PROBLEM DETAILS
In the passage about Palestinian society, roughly how many refugees does the bracketed note say the Nakba and the formation of Israel created?

======== EXCERPTED PASSAGE ========

As for the Palestinians, well, they apparently lived in relative peace for several thousand years until Israel came along, but he tries like hell to spin that so that the Palestinians have "surprisingly similar" mental/emotional problems getting along with other people as the Israelis, which is a lie.

Israel's creation caused the Nakba, the Catastrophe, for the Palestinians, which he glosses over without naming until much later.
After this [meaning the roughly 700,000 refugees created by the Nakba and formation of Israel, destroying half of Palestinian society], Palestinian society grew even more complex....Partly because of this history, Palestinian society has splintered into many different political, religious, and ideological factions.

In the absence of a state -- or, rather, in the presence of so many different states, none run by Palestinians -- Palestinian political life is chaotic.
Imagine that. You may have missed the part where all this destruction and complexity and splintering and political chaos was caused by the formation of Israel.

And here comes the "problem," Israel's security.
Palestinians in Jordan, Lebanon, and Syria and in the broader diaspora will be essential constituencies when the time comes to enforce the security guarantees Israel will need once a Palestinian state is created.

======== SUPPLIED RECORDS ========

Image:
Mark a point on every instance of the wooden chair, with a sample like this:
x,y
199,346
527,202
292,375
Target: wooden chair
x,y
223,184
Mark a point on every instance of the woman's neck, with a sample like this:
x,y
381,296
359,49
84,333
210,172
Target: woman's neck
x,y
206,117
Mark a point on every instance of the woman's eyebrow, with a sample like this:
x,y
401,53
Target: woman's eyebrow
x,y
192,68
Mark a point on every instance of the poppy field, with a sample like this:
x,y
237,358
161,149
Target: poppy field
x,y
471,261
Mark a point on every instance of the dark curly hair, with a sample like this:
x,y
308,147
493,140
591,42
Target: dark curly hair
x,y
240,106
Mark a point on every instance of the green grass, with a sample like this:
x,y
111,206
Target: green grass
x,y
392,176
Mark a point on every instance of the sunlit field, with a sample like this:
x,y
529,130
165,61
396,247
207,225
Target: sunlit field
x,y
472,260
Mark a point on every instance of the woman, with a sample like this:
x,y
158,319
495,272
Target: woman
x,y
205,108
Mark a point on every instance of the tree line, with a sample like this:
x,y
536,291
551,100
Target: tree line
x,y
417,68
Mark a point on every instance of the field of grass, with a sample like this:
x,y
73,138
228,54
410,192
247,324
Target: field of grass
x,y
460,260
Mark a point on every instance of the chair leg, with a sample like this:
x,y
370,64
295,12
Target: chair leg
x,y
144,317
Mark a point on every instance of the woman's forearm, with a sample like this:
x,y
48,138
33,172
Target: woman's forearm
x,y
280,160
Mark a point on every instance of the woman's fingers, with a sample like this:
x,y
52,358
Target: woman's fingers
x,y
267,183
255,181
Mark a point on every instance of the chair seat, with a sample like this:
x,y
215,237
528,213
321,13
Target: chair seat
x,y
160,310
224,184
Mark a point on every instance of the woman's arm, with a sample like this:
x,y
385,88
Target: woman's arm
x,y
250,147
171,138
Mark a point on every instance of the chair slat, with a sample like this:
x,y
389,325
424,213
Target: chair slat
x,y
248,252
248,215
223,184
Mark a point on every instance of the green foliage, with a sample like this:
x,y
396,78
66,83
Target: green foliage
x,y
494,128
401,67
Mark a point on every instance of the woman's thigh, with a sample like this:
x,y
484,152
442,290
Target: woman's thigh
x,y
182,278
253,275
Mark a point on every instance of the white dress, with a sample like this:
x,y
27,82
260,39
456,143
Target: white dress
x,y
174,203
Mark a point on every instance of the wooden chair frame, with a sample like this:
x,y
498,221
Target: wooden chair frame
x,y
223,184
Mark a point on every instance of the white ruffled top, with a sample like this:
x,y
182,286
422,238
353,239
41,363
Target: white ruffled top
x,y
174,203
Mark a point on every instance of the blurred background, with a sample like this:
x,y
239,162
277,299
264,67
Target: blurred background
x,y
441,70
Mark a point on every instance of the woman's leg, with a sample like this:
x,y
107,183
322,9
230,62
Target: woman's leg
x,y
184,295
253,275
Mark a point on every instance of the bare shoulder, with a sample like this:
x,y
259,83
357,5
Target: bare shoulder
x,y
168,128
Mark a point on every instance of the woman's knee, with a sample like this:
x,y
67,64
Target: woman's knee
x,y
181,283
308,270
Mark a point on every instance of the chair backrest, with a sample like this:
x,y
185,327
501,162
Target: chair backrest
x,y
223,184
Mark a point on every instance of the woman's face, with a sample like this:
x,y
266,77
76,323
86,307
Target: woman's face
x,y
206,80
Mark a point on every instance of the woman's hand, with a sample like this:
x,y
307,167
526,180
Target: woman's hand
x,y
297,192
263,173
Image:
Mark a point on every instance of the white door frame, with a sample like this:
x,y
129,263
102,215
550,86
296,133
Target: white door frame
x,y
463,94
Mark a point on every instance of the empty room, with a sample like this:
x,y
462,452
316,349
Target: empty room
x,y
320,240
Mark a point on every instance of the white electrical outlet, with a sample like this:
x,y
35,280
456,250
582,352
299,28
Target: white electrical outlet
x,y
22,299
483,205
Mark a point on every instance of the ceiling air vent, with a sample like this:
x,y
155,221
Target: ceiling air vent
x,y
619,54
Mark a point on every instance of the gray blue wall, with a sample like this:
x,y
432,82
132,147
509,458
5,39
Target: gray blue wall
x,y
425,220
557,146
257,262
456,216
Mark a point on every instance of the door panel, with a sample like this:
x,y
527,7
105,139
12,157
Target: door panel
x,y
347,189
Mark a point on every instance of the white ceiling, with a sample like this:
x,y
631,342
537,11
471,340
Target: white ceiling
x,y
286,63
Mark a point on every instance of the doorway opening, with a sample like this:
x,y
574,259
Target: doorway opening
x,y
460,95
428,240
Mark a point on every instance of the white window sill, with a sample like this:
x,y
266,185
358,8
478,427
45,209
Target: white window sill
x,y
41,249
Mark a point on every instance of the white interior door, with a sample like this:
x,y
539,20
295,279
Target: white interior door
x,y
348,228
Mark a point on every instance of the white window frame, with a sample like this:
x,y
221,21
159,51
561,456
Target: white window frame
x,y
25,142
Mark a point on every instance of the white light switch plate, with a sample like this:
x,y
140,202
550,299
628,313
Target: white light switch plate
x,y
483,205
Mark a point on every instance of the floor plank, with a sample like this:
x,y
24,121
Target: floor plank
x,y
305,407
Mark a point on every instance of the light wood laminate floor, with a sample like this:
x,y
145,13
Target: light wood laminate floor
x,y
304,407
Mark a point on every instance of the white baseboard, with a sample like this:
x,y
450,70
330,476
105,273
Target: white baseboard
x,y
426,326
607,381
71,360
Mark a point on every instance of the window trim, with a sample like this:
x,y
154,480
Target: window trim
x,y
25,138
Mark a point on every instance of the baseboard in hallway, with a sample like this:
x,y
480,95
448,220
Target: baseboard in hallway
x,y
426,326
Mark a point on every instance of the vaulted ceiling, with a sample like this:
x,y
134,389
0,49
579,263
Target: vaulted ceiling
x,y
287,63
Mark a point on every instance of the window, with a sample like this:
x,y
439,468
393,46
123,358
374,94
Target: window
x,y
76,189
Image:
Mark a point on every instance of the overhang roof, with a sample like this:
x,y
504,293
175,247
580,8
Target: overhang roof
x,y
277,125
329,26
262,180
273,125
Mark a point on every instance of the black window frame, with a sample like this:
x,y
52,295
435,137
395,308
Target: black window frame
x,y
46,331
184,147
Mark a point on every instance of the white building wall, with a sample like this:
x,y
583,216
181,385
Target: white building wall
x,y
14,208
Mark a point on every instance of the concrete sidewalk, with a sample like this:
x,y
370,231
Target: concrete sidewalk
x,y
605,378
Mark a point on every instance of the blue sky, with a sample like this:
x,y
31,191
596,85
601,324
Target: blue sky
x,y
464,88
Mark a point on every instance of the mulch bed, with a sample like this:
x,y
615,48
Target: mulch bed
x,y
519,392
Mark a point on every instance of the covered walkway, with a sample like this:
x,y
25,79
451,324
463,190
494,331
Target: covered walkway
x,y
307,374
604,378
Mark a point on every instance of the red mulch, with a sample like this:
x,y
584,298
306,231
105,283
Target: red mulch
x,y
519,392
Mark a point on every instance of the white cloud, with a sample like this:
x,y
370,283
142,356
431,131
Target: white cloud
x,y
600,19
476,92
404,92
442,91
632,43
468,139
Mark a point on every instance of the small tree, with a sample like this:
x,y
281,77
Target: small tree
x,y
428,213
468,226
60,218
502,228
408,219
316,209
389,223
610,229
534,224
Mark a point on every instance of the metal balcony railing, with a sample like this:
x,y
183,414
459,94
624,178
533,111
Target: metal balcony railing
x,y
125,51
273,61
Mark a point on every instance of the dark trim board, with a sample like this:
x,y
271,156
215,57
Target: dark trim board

========

WRITTEN ANSWER
Roughly 700,000.